Y no pensemos que el principio de «seguir su propia ganancia» se quiebra solo en el caso de los servidores públicos que he citado, pensemos también —¿por qué no?— en activistas que anteponen la defensa de determinados derechos y principios no sólo a su propio interés económico sino incluso a su interés vital y es que, de ese tipo de personas, también encontramos muchos y muy buenos ejemplos entre los abogados y abogadas del mundo; por no ir más lejos déjenme mencionar aquí el caso de un abogado que, en defensa de la igualdad de todos los seres humanos, permaneció 27 años de su vida encarcelado; se llamaba Nelson Mandela y sí, era abogado… como tú.

No, no en todas las ocasiones los seres humanos anteponen «su propia ganancia» a cualquier otra consideración y en el caso del ejercicio de la abogacía esta es una situación que se produce mucho más a menudo de lo que puede pensar cualquier inquisidor de la CNMC y es precisamente por eso por lo que la ley sanciona determinadas conductas de los letrados, para que tal no ocurra y letrados y letradas hayamos de defender siempre la justicia o el interés del cliente con preferencia al interés propio.

Y es precisamente porque no es el interés o la propia ganancia el principio que gobierna la labor de un abogado o abogada por lo que no pueden aplicarse sin matización las reglas básicas de la economía clásica, pues hay un interés superior al del propio interés de las partes que defender.

En un proceso hay principios que se deben respetar siempre y eso es así porque el proceso debe ser, antes que nada, justo; se trata de defender el primer valor de nuestro ordenamiento jurídico: la justicia.  Es algo parecido a lo que pasa con una intervención médica, no es el interés del cirujano el primer valor en juego sino la salud del paciente y es por eso que si un cirujano ofreciese operaciones de apendicitis a 150€ todos sabríamos que el paciente que aceptase ese presupuesto no tendría derecho ni a ser anestesiado. En el caso de los procesos judiciales pasa lo mismo ¿le parece a usted que defender un homicidio por 150€ es razonable? ¿y un divorcio? ¿Y si la ley de la oferta y la demanda así lo determinan, lo aceptaremos?

Los estados han establecido sistemas públicos de sanidad (algo contrario a los principios extremos de la pura economía de mercado) porque hay principios superiores al de «la propia ganancia» y, del mismo modo, los estados, para asegurar la igualdad ante la ley de todos los ciudadanos independientemente de su capacidad económica, ofrecen un sistema de asistencia jurídica gratuita que… que… que…

Que es una vergüenza y una ofensa para cualquier gobierno que haya puesto sus posaderas en el banco azul de la Carrera de San Jerónimo o para cualquier ministro de justicia que haya contaminado con su presencia el palacete de la Calle San Bernardo 21 de Madrid.

(Datos recopilados)
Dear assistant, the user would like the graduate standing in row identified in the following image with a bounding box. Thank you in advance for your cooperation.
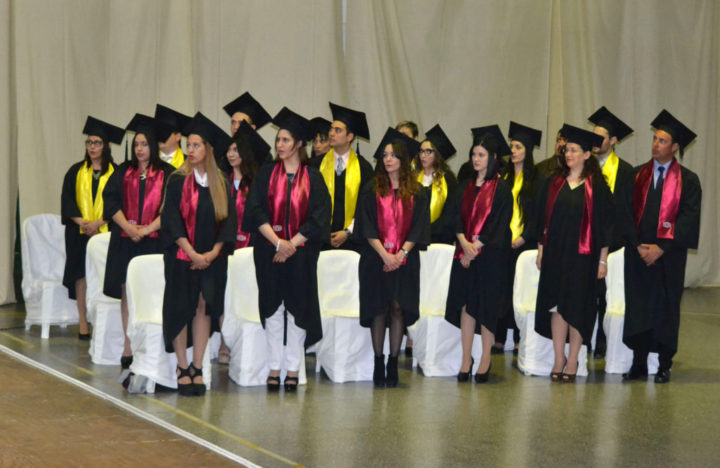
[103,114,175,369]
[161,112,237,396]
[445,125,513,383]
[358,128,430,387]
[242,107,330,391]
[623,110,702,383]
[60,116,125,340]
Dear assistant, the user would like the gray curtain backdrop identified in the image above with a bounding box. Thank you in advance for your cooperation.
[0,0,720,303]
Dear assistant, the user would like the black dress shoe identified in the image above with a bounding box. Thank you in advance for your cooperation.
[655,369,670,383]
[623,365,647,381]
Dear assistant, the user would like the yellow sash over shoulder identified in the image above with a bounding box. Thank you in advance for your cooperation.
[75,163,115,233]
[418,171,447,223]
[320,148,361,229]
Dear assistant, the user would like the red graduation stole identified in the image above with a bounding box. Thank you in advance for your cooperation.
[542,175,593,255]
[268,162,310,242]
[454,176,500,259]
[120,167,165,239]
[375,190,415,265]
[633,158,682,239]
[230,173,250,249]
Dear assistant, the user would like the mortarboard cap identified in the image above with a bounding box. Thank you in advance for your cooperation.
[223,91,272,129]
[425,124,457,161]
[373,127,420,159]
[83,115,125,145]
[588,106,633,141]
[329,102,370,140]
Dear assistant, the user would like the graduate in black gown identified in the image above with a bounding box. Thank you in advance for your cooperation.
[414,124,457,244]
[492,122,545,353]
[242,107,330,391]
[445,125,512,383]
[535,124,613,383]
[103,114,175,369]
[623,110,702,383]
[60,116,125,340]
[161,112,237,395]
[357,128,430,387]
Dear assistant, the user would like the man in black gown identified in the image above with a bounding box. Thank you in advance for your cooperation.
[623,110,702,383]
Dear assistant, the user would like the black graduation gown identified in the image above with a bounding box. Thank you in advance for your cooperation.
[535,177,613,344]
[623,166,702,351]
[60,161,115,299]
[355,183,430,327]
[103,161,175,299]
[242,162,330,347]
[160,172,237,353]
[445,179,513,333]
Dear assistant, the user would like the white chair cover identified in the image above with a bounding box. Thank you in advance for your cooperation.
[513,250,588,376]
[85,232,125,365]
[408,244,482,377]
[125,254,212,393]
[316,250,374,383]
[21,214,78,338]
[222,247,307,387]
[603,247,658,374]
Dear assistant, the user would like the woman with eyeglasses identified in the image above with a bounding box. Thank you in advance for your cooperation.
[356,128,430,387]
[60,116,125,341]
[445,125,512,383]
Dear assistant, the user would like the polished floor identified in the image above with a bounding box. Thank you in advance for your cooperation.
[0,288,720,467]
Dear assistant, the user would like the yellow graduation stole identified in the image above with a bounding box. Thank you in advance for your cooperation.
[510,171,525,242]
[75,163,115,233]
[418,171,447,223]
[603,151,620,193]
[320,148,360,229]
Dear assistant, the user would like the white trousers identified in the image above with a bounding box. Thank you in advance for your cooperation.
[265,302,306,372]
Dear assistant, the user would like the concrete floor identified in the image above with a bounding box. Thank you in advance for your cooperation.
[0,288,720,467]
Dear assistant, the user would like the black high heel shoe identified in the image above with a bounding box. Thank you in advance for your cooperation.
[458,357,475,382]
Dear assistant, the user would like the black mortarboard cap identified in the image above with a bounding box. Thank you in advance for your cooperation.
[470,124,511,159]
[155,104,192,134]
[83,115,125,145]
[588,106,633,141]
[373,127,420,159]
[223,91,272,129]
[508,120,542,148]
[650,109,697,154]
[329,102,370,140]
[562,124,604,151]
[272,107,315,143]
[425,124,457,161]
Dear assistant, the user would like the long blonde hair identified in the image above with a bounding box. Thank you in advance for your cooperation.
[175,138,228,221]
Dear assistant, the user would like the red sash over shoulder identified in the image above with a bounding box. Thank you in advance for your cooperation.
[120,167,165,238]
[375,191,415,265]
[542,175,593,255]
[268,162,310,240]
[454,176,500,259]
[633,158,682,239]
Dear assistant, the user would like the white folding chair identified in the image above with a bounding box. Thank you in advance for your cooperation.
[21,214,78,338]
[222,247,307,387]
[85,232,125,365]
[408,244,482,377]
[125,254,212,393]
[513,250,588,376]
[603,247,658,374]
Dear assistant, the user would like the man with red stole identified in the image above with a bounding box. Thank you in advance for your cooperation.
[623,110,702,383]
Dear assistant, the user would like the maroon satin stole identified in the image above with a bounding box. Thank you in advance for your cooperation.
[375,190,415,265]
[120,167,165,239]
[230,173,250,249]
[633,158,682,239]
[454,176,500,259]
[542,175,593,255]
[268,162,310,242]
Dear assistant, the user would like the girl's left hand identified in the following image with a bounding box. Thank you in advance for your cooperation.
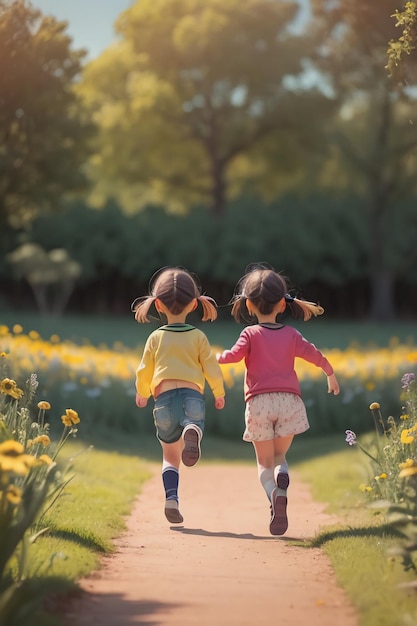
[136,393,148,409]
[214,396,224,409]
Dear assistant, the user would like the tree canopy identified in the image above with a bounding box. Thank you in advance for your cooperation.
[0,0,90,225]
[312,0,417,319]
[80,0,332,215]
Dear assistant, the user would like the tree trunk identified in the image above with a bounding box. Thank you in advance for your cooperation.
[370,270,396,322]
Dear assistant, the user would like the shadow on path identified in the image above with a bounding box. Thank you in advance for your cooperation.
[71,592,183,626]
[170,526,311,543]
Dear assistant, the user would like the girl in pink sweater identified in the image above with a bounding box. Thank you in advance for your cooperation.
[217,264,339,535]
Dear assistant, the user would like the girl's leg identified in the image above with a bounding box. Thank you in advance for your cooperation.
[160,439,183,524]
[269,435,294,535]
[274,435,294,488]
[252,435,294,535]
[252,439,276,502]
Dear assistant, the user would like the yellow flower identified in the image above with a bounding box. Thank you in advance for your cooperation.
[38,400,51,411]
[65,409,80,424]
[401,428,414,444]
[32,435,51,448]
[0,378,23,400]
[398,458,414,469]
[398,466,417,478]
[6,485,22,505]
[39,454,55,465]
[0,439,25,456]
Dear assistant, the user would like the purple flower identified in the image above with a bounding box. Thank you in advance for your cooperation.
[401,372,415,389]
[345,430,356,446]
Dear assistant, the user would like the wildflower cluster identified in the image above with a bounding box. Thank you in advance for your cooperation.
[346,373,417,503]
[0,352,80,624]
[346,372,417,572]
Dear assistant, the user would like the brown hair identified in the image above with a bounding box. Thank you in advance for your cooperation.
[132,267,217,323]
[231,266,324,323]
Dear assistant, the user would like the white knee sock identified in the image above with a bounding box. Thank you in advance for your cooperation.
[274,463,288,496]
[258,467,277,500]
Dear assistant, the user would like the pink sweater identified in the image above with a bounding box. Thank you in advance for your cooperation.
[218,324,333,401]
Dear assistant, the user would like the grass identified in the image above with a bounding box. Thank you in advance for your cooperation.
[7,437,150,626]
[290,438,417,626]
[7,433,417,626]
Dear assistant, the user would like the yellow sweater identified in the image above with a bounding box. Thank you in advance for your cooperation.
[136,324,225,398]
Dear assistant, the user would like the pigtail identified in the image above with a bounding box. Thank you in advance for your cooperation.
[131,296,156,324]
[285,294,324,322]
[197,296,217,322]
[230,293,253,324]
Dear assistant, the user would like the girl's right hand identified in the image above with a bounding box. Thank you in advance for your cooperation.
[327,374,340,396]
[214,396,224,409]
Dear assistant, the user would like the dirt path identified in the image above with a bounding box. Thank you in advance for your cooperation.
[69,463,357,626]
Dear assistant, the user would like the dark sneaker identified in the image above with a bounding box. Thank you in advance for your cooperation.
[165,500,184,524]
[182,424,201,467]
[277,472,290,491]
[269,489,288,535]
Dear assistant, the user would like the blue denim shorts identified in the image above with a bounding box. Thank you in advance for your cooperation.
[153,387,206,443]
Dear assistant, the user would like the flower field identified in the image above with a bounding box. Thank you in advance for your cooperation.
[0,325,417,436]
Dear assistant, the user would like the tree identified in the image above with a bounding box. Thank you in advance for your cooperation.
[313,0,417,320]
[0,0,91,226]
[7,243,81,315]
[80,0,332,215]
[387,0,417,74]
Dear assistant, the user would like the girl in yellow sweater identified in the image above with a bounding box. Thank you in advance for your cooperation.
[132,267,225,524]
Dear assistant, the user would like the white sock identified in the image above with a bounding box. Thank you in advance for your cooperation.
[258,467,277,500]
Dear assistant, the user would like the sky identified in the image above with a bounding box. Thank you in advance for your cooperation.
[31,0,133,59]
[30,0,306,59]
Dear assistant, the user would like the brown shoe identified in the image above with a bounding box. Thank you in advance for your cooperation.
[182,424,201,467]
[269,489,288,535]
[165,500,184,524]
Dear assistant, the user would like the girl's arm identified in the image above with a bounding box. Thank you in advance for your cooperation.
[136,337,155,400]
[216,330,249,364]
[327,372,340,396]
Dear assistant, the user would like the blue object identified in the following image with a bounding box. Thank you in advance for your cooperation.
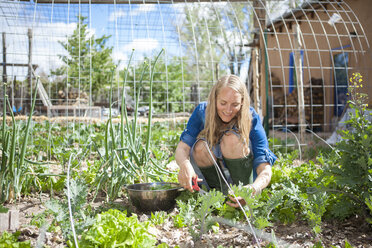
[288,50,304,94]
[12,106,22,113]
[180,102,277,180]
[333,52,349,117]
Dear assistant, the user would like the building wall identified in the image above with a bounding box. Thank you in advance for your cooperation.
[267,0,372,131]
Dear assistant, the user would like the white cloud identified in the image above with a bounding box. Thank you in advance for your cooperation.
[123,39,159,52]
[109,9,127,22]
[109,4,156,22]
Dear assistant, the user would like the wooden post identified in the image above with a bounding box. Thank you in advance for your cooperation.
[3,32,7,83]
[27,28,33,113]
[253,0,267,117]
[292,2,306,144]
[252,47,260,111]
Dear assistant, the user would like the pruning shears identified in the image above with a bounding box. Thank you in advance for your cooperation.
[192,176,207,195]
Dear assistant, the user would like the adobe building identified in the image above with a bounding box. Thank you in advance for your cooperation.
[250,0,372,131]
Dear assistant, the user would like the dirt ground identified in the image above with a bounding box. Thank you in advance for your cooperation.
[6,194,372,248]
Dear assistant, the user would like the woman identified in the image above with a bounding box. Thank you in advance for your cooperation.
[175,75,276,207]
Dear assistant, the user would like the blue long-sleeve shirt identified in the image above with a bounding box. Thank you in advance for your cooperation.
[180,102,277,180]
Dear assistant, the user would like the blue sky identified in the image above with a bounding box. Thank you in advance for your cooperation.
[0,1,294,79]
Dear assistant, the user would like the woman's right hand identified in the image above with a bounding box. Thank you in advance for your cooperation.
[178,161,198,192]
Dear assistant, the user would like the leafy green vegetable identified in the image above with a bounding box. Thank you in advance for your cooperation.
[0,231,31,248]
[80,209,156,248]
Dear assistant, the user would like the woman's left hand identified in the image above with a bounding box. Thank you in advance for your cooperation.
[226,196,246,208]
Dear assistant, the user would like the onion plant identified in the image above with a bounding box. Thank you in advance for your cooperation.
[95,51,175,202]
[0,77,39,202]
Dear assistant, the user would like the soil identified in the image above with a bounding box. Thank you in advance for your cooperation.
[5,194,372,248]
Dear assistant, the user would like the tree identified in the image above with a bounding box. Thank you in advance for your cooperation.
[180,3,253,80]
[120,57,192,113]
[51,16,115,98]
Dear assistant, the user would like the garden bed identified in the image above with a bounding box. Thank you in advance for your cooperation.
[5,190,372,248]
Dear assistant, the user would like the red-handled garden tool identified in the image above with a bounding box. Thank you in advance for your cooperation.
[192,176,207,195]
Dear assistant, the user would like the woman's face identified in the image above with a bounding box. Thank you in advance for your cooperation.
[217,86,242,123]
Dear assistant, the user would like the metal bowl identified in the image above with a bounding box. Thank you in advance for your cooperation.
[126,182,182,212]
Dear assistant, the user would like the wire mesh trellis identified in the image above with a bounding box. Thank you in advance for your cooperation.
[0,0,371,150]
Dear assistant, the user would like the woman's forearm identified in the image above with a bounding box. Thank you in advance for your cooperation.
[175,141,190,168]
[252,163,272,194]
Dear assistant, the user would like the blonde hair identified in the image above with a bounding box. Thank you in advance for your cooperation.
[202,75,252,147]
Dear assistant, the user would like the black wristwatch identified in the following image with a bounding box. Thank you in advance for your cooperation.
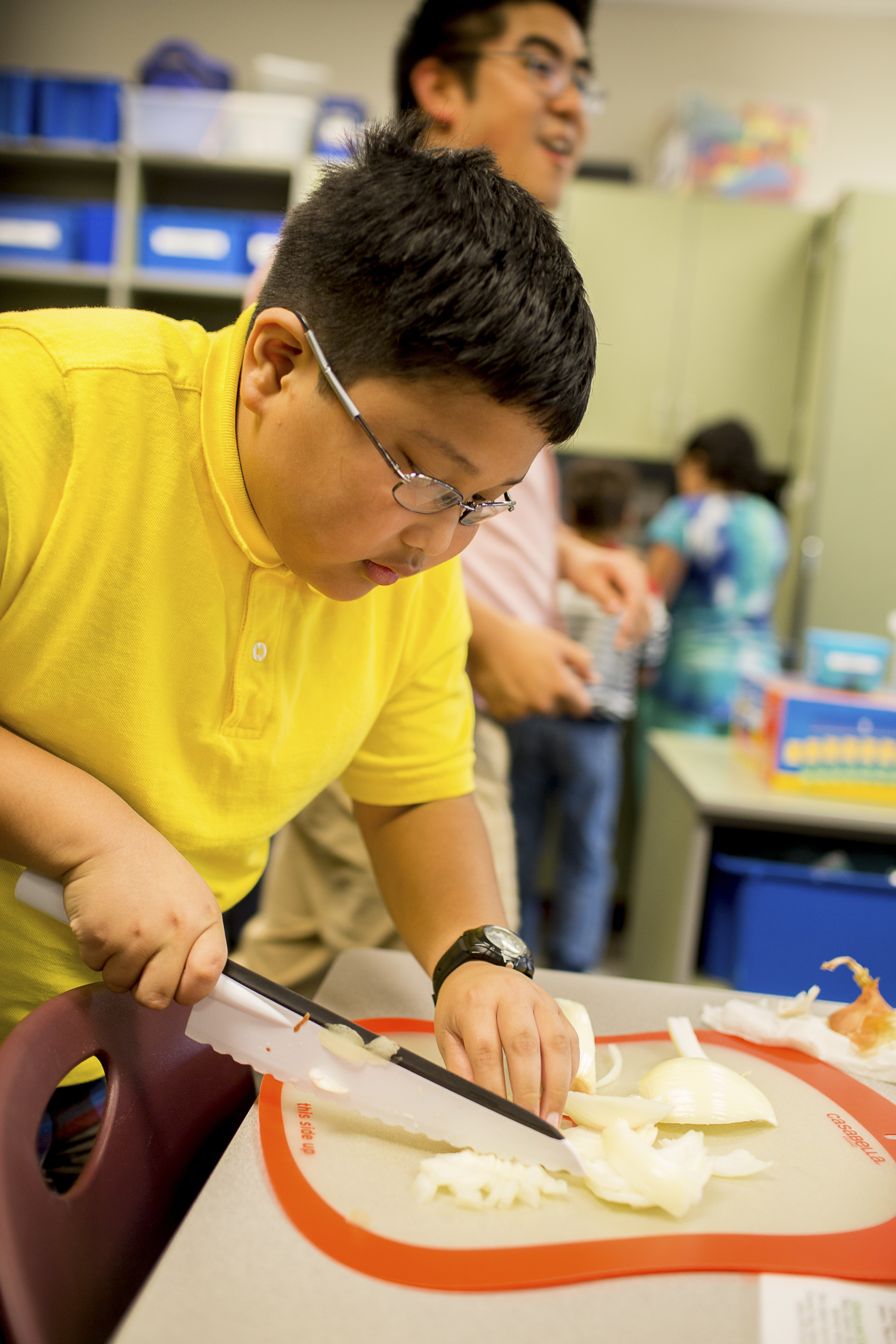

▸ **Problema a resolver**:
Reproduzca fielmente el pasaje del texto sobre la abogacía y la propia ganancia, desde las palabras «Y es precisamente porque» hasta las palabras «partes que defender.», ambas incluidas.

▸ **Espacio de respuesta**:
Y es precisamente porque no es el interés o la propia ganancia el principio que gobierna la labor de un abogado o abogada por lo que no pueden aplicarse sin matización las reglas básicas de la economía clásica, pues hay un interés superior al del propio interés de las partes que defender.